# Exercise passage
────────────────
Genetic etiology of progressive multiple sclerosis
Multiple sclerosis (MS) is the most common cause of neurological disability in young adults, other than trauma, with over two million people affected worldwide. Approximately 100,000 Canadians have MS, a rate that is nine times higher than the global average. MS symptoms vary widely and may affect vision, hearing, cognition, balance, and movement; negatively affecting many aspects of quality of life. To date, there is no cure or prevention for MS. Although treatments to effectively manage the clinical symptoms of MS are available, they come with several serious and even life-threatening adverse effects; and over time, MS enters a progressive phase which no known therapies can prevent or treat. MS was originally considered an autoimmune disease triggered by exposure to environmental factors, but family studies (twins, adoptees, half siblings) have clearly demonstrated an important genetic component to the disease.
────────────────
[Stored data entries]
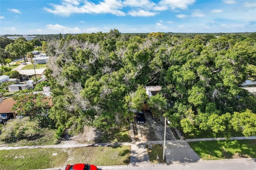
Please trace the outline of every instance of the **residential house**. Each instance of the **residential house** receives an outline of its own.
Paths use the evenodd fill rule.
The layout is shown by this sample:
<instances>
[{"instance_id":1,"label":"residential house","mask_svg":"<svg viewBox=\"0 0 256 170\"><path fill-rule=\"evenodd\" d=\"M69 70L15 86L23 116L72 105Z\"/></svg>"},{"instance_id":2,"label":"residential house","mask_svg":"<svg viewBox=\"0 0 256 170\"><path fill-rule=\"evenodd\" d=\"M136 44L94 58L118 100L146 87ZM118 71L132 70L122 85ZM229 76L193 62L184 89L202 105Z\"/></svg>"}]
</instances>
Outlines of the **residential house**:
<instances>
[{"instance_id":1,"label":"residential house","mask_svg":"<svg viewBox=\"0 0 256 170\"><path fill-rule=\"evenodd\" d=\"M8 90L11 93L19 91L20 90L25 89L30 89L30 86L27 84L14 84L8 86Z\"/></svg>"},{"instance_id":2,"label":"residential house","mask_svg":"<svg viewBox=\"0 0 256 170\"><path fill-rule=\"evenodd\" d=\"M38 57L33 58L35 64L46 64L49 63L49 57Z\"/></svg>"},{"instance_id":3,"label":"residential house","mask_svg":"<svg viewBox=\"0 0 256 170\"><path fill-rule=\"evenodd\" d=\"M0 114L13 114L14 117L15 118L15 111L12 110L12 108L13 107L13 105L16 103L12 98L3 100L2 102L0 104Z\"/></svg>"},{"instance_id":4,"label":"residential house","mask_svg":"<svg viewBox=\"0 0 256 170\"><path fill-rule=\"evenodd\" d=\"M10 76L3 75L0 76L0 83L6 82L10 79Z\"/></svg>"},{"instance_id":5,"label":"residential house","mask_svg":"<svg viewBox=\"0 0 256 170\"><path fill-rule=\"evenodd\" d=\"M8 81L15 82L16 84L20 84L20 79L10 79Z\"/></svg>"}]
</instances>

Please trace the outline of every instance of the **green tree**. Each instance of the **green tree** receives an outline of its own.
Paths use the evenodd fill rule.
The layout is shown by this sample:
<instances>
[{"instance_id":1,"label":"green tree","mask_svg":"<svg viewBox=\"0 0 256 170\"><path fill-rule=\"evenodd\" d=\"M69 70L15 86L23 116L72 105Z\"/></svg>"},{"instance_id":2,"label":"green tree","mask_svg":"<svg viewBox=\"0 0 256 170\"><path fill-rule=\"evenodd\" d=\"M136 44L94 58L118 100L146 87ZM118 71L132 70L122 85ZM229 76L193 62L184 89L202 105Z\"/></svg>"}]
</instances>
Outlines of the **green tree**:
<instances>
[{"instance_id":1,"label":"green tree","mask_svg":"<svg viewBox=\"0 0 256 170\"><path fill-rule=\"evenodd\" d=\"M6 64L5 60L8 58L11 58L10 53L6 51L4 49L0 48L0 63L5 65Z\"/></svg>"},{"instance_id":2,"label":"green tree","mask_svg":"<svg viewBox=\"0 0 256 170\"><path fill-rule=\"evenodd\" d=\"M46 48L47 48L47 42L43 41L42 42L42 49L43 50L43 52L45 53Z\"/></svg>"},{"instance_id":3,"label":"green tree","mask_svg":"<svg viewBox=\"0 0 256 170\"><path fill-rule=\"evenodd\" d=\"M235 112L231 125L236 131L242 131L246 137L256 135L256 114L246 109L244 112Z\"/></svg>"},{"instance_id":4,"label":"green tree","mask_svg":"<svg viewBox=\"0 0 256 170\"><path fill-rule=\"evenodd\" d=\"M167 109L167 100L160 93L157 93L150 97L148 104L150 107L152 107L153 116L159 118L162 116Z\"/></svg>"},{"instance_id":5,"label":"green tree","mask_svg":"<svg viewBox=\"0 0 256 170\"><path fill-rule=\"evenodd\" d=\"M148 98L146 89L143 86L140 85L138 87L135 93L132 93L129 97L127 98L127 99L130 99L130 101L128 100L127 101L131 102L130 105L132 108L140 111L143 107L145 101L147 100Z\"/></svg>"},{"instance_id":6,"label":"green tree","mask_svg":"<svg viewBox=\"0 0 256 170\"><path fill-rule=\"evenodd\" d=\"M5 59L4 60L4 61L9 65L9 66L10 66L10 63L11 62L11 61L12 61L12 59L10 59L10 58L6 58L6 59Z\"/></svg>"},{"instance_id":7,"label":"green tree","mask_svg":"<svg viewBox=\"0 0 256 170\"><path fill-rule=\"evenodd\" d=\"M27 41L23 37L15 40L14 43L8 44L5 47L5 50L12 57L22 56L24 60L26 53L33 49L32 43Z\"/></svg>"},{"instance_id":8,"label":"green tree","mask_svg":"<svg viewBox=\"0 0 256 170\"><path fill-rule=\"evenodd\" d=\"M16 103L12 109L17 115L35 116L46 113L50 107L49 98L42 93L19 94L14 95L13 99Z\"/></svg>"},{"instance_id":9,"label":"green tree","mask_svg":"<svg viewBox=\"0 0 256 170\"><path fill-rule=\"evenodd\" d=\"M22 76L17 70L10 71L6 72L3 73L4 75L8 75L10 76L11 79L20 79L22 78Z\"/></svg>"},{"instance_id":10,"label":"green tree","mask_svg":"<svg viewBox=\"0 0 256 170\"><path fill-rule=\"evenodd\" d=\"M4 36L0 36L0 48L4 49L7 45L14 42L13 40L9 39Z\"/></svg>"}]
</instances>

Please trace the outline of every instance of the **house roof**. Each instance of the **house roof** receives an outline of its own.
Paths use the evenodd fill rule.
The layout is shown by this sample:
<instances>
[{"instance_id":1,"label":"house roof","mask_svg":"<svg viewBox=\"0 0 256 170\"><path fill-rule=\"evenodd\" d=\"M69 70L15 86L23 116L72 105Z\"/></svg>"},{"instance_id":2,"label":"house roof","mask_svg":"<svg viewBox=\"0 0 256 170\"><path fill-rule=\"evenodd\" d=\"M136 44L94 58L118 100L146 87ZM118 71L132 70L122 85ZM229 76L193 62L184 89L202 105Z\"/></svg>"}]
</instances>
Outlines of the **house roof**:
<instances>
[{"instance_id":1,"label":"house roof","mask_svg":"<svg viewBox=\"0 0 256 170\"><path fill-rule=\"evenodd\" d=\"M8 81L16 81L17 80L18 80L18 79L10 79Z\"/></svg>"},{"instance_id":2,"label":"house roof","mask_svg":"<svg viewBox=\"0 0 256 170\"><path fill-rule=\"evenodd\" d=\"M10 78L10 76L9 76L8 75L1 75L1 76L0 76L0 79L5 79L6 78Z\"/></svg>"},{"instance_id":3,"label":"house roof","mask_svg":"<svg viewBox=\"0 0 256 170\"><path fill-rule=\"evenodd\" d=\"M44 71L44 70L45 70L46 68L40 68L40 69L36 69L36 74L39 75L39 74L42 74ZM35 74L35 70L34 69L26 69L26 70L17 70L18 72L22 75L34 75Z\"/></svg>"},{"instance_id":4,"label":"house roof","mask_svg":"<svg viewBox=\"0 0 256 170\"><path fill-rule=\"evenodd\" d=\"M48 102L50 107L53 105L52 98L49 98ZM13 107L13 105L16 103L16 102L13 100L13 98L6 99L4 100L4 101L0 104L0 114L15 113L15 111L12 110L12 108Z\"/></svg>"},{"instance_id":5,"label":"house roof","mask_svg":"<svg viewBox=\"0 0 256 170\"><path fill-rule=\"evenodd\" d=\"M0 104L0 113L14 113L12 107L16 102L12 98L6 99Z\"/></svg>"},{"instance_id":6,"label":"house roof","mask_svg":"<svg viewBox=\"0 0 256 170\"><path fill-rule=\"evenodd\" d=\"M28 85L27 84L14 84L14 85L8 85L8 87L24 87L24 86L27 86Z\"/></svg>"}]
</instances>

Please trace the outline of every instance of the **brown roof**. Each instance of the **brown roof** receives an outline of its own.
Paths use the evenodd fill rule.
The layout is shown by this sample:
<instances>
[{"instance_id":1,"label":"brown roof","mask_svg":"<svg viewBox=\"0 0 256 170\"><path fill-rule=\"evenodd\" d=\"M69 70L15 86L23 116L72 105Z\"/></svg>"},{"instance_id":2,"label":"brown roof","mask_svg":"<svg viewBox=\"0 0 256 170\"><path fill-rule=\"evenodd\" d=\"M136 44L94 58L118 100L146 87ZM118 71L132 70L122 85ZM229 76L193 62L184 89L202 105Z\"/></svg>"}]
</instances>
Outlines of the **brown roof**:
────────────────
# Work to complete
1/ According to the text on progressive multiple sclerosis, how many Canadians have MS?
2/ Go on with the text on the genetic etiology of progressive multiple sclerosis, starting right after its last sentence.

# Response list
1/ Approximately 100,000 Canadians have MS.

2/
The goal of this research program is to define the genetic components contributing to the onset of MS to provide new tools for scientific investigation and the development of novel and more effective treatments. To this end, Dr. Vilarino-Guell will apply new gene sequencing technologies to over 100 families with several blood relatives presenting with MS, as well as thousands of unrelated individuals diagnosed with MS. Within the last year he has identified disease-causing genetic changes for some of these families, as well as biologically-relevant genetic changes which impact disease progression and the severity of clinical symptoms. These genes and mutations have highlighted specific biological pathways implicated in the onset of progressive MS.
This research will further characterize the genes involved in these cellular processes to better understand the biological mechanisms of progressive disease. The results of Dr. Vilarino-Guell's research will provide the knowledge and tools for the therapeutic advances in the prevention and treatment of MS, tackling its highly debilitating progressive phase which is currently untreatable.